Exercise instructions:
Each record below should be returned word for word, with no pictures included.

Source data:
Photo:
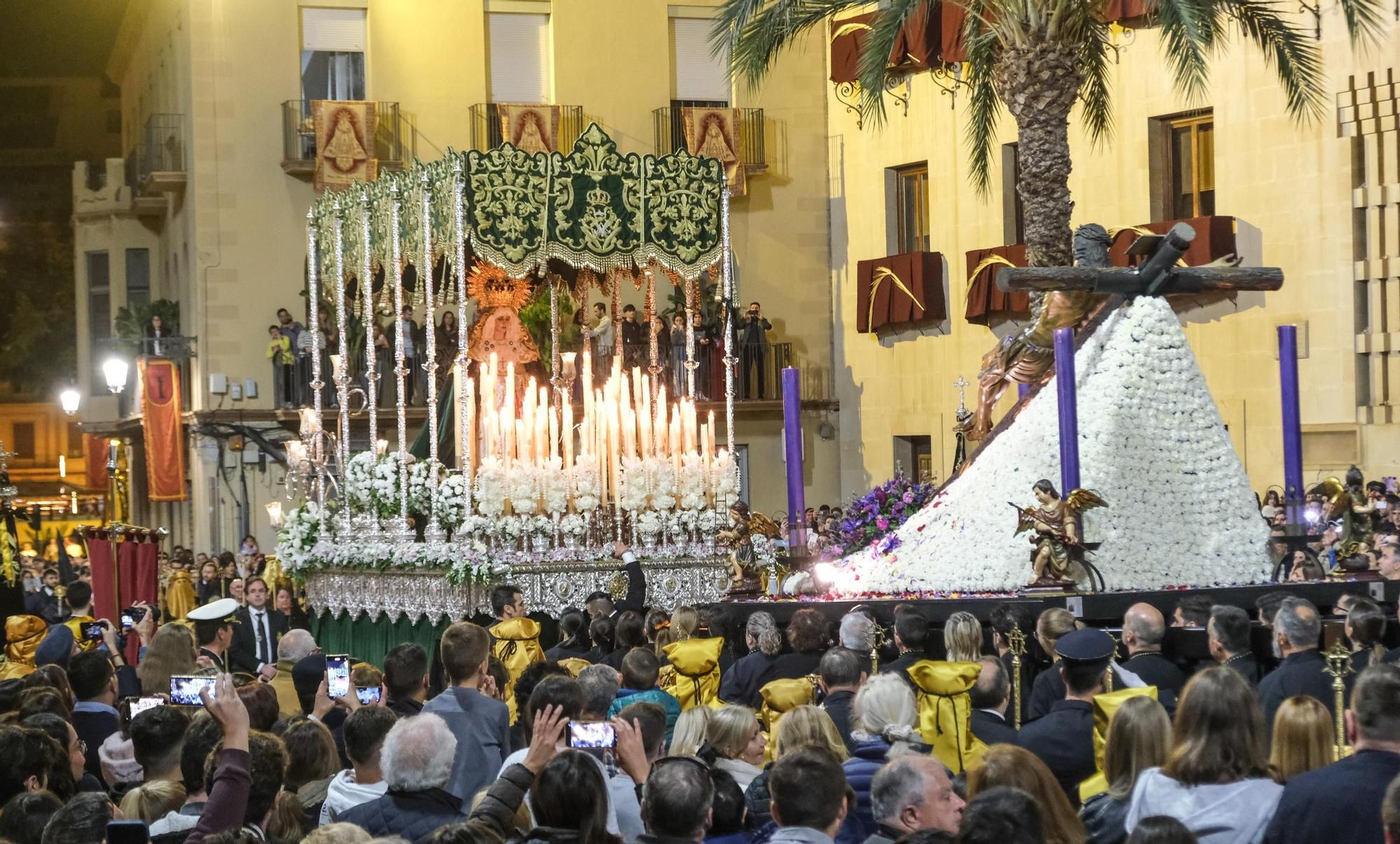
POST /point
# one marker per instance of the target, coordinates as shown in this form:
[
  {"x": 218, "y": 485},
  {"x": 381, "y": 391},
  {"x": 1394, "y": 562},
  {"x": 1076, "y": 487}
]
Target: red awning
[{"x": 899, "y": 290}]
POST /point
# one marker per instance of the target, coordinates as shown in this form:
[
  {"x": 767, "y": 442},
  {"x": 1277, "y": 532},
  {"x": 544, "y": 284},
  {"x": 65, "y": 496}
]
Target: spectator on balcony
[
  {"x": 632, "y": 339},
  {"x": 411, "y": 332},
  {"x": 289, "y": 327},
  {"x": 156, "y": 332},
  {"x": 678, "y": 355},
  {"x": 279, "y": 352},
  {"x": 754, "y": 351},
  {"x": 603, "y": 338}
]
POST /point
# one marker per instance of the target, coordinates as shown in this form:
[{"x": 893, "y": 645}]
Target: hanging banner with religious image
[
  {"x": 345, "y": 143},
  {"x": 530, "y": 128},
  {"x": 899, "y": 290},
  {"x": 163, "y": 429},
  {"x": 718, "y": 134}
]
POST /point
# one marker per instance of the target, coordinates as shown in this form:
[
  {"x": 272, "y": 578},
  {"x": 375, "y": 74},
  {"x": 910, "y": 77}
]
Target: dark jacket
[
  {"x": 415, "y": 815},
  {"x": 243, "y": 652},
  {"x": 1340, "y": 803},
  {"x": 992, "y": 729},
  {"x": 1104, "y": 818},
  {"x": 838, "y": 706},
  {"x": 1300, "y": 674},
  {"x": 1063, "y": 738},
  {"x": 741, "y": 684}
]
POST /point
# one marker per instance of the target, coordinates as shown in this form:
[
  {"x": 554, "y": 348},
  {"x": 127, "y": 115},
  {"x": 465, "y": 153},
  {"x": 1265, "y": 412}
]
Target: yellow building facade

Output of the task:
Photo:
POST /point
# one marker per instance of the target, coordinates as shown in this form:
[
  {"x": 218, "y": 485},
  {"x": 381, "y": 391},
  {"x": 1394, "y": 562},
  {"x": 1076, "y": 487}
]
Target: red awning
[{"x": 899, "y": 290}]
POST /point
# one marker per instance of the target, coordinates as shown in this form:
[
  {"x": 767, "y": 442},
  {"x": 1277, "y": 532},
  {"x": 544, "y": 284},
  {"x": 65, "y": 496}
]
Target: spectator on balcony
[
  {"x": 632, "y": 339},
  {"x": 411, "y": 332},
  {"x": 289, "y": 327},
  {"x": 156, "y": 332},
  {"x": 678, "y": 355},
  {"x": 279, "y": 352},
  {"x": 754, "y": 351},
  {"x": 603, "y": 338}
]
POST /point
# one marker per instance of the target, coordinates as shown in this form:
[{"x": 893, "y": 645}]
Target: hanging banner with religious image
[
  {"x": 345, "y": 143},
  {"x": 530, "y": 128},
  {"x": 899, "y": 290},
  {"x": 163, "y": 429},
  {"x": 718, "y": 134}
]
POST /point
# one marker per instance of the target, coordinates as shown in this form:
[
  {"x": 272, "y": 578},
  {"x": 375, "y": 74},
  {"x": 910, "y": 77}
]
Target: dark jacket
[
  {"x": 415, "y": 815},
  {"x": 243, "y": 652},
  {"x": 1340, "y": 803},
  {"x": 992, "y": 729},
  {"x": 1104, "y": 818},
  {"x": 838, "y": 706},
  {"x": 1300, "y": 674},
  {"x": 1063, "y": 738},
  {"x": 741, "y": 684}
]
POST /point
# one marker per instance of the target, coordinates as shown in this form:
[
  {"x": 554, "y": 348},
  {"x": 127, "y": 115},
  {"x": 465, "y": 153},
  {"x": 1265, "y": 412}
]
Target: yellow building facade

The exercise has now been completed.